16701 Greenspoint Park Drive, Suite 195
Houston, Texas 77060

Re:    United States Federal Income Tax Considerations

Ladies and Gentlemen:

        We have acted as counsel to Epsilon Energy Ltd., an Alberta corporation (the "Company"), in connection with the filing of the Registration Statement of the Company on Form S-4 on April 12, 2018 with the Securities and Exchange Commission. The Registration Statement seeks, among other things, shareholder approval to change the Company's jurisdiction of incorporation from the Province of Alberta in Canada to the State of Delaware in the United States of America in accordance with Section 388 of the Delaware General Corporation Law, as amended, and Section 189 of the Business Corporations Act (Alberta) (the "Domestication").

        In rendering the opinion set forth below, we have examined and relied upon, without independent investigation or verification, the accuracy and completeness of the facts, information, representations, covenants, and agreements contained in originals or copies, certified or otherwise identified to our satisfaction, of (i) the Registration Statement and (ii) such other documents as we have deemed necessary or appropriate as a basis for the opinion set forth below. We have assumed that the transactions contemplated by the foregoing documents have been or will be consummated in accordance with the operative documents and that such documents accurately and completely reflect the material facts of such transactions. In addition, we have relied upon the accuracy and completeness of certain statements, representations, covenants, and agreements made by the Company, including the accuracy and completeness of all representations and covenants set forth in letter dated as of the date hereof from an officer of the Company (the "Officer's Certificate"). For purposes of rendering our opinion, we have assumed that such statements, representations, covenants, and agreements are, and will continue to be, including as of the effective time of the Domestication, true and correct without regard to any qualification as to knowledge or belief. Our opinion assumes and is expressly conditioned on, among other things, the initial and continuing accuracy and completeness of the facts, information, representations, covenants, and agreements set forth in the documents referred to above and the statements, representations, covenants, and agreements made by the Company, including those set forth in the Officer's Certificate.

        For purposes of our opinion, we have assumed the legal capacity of all natural persons, the genuineness of all signatures, the authenticity of all documents submitted to us as originals, the conformity to original documents of all documents submitted to us as certified, conformed, photostatic, or electronic copies, and the authenticity of the originals of such latter documents. We have assumed that such documents, certificates, and records are duly authorized, valid, and enforceable. In making our examination of documents, we have assumed that the parties thereto had the power, corporate or otherwise, to enter into and perform all obligations thereunder and have also assumed the due authorization by all requisite action, corporate or otherwise, and the execution and delivery by such parties of such documents and the validity and binding effect thereof on such parties.


Epsilon Energy Ltd.
------------------------------
## Requirements
#1 Repeat word for word the section of the tax opinion letter that begins with "For purposes of our" and ends with "on such parties.".
#2 Turn every line of the records into a JSON list of strings, one string per line, with blank lines omitted.

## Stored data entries
------------------------------
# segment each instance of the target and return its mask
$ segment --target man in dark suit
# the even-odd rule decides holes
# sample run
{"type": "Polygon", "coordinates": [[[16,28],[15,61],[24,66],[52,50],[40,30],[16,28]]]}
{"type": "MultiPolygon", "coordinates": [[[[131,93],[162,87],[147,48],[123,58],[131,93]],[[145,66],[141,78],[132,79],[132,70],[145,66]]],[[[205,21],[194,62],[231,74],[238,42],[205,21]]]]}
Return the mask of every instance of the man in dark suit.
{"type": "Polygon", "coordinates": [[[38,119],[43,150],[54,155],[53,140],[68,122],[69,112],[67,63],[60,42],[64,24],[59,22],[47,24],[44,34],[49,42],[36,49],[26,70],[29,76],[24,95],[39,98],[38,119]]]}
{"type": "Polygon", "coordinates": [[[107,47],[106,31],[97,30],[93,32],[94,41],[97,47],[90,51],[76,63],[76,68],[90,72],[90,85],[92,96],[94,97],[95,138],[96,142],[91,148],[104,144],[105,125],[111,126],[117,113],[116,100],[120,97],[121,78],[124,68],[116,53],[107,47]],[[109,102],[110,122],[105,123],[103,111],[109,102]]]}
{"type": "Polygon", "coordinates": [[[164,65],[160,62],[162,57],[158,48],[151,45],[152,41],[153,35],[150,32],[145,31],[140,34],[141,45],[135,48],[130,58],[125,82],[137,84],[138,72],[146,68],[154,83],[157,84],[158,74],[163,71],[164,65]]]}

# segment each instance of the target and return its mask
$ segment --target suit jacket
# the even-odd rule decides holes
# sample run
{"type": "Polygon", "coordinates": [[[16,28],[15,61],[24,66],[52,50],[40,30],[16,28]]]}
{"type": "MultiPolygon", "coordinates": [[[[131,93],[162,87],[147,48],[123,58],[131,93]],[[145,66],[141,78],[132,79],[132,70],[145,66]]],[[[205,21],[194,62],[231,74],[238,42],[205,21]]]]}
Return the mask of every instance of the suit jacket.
------------------------------
## Task-by-task outputs
#1
For purposes of our opinion, we have assumed the legal capacity of all natural persons, the genuineness of all signatures, the authenticity of all documents submitted to us as originals, the conformity to original documents of all documents submitted to us as certified, conformed, photostatic, or electronic copies, and the authenticity of the originals of such latter documents. We have assumed that such documents, certificates, and records are duly authorized, valid, and enforceable. In making our examination of documents, we have assumed that the parties thereto had the power, corporate or otherwise, to enter into and perform all obligations thereunder and have also assumed the due authorization by all requisite action, corporate or otherwise, and the execution and delivery by such parties of such documents and the validity and binding effect thereof on such parties.

#2
[
  "# segment each instance of the target and return its mask",
  "$ segment --target man in dark suit",
  "# the even-odd rule decides holes",
  "# sample run",
  "{\"type\": \"Polygon\", \"coordinates\": [[[16,28],[15,61],[24,66],[52,50],[40,30],[16,28]]]}",
  "{\"type\": \"MultiPolygon\", \"coordinates\": [[[[131,93],[162,87],[147,48],[123,58],[131,93]],[[145,66],[141,78],[132,79],[132,70],[145,66]]],[[[205,21],[194,62],[231,74],[238,42],[205,21]]]]}",
  "Return the mask of every instance of the man in dark suit.",
  "{\"type\": \"Polygon\", \"coordinates\": [[[38,119],[43,150],[54,155],[53,140],[68,122],[69,112],[67,63],[60,42],[64,24],[59,22],[47,24],[44,34],[49,42],[36,49],[26,70],[29,76],[24,95],[39,98],[38,119]]]}",
  "{\"type\": \"Polygon\", \"coordinates\": [[[107,47],[106,31],[97,30],[93,32],[94,41],[97,47],[90,51],[76,63],[76,68],[90,72],[90,85],[92,96],[94,97],[95,138],[96,142],[91,148],[104,144],[105,125],[111,126],[117,113],[116,100],[120,97],[121,78],[124,68],[116,53],[107,47]],[[109,102],[110,122],[105,123],[103,111],[109,102]]]}",
  "{\"type\": \"Polygon\", \"coordinates\": [[[164,65],[160,62],[162,57],[158,48],[151,45],[152,41],[153,35],[150,32],[145,31],[140,34],[141,45],[135,48],[130,58],[125,82],[137,84],[138,72],[146,68],[154,83],[157,84],[158,74],[163,71],[164,65]]]}",
  "# segment each instance of the target and return its mask",
  "$ segment --target suit jacket",
  "# the even-odd rule decides holes",
  "# sample run",
  "{\"type\": \"Polygon\", \"coordinates\": [[[16,28],[15,61],[24,66],[52,50],[40,30],[16,28]]]}",
  "{\"type\": \"MultiPolygon\", \"coordinates\": [[[[131,93],[162,87],[147,48],[123,58],[131,93]],[[145,66],[141,78],[132,79],[132,70],[145,66]]],[[[205,21],[194,62],[231,74],[238,42],[205,21]]]]}",
  "Return the mask of every instance of the suit jacket."
]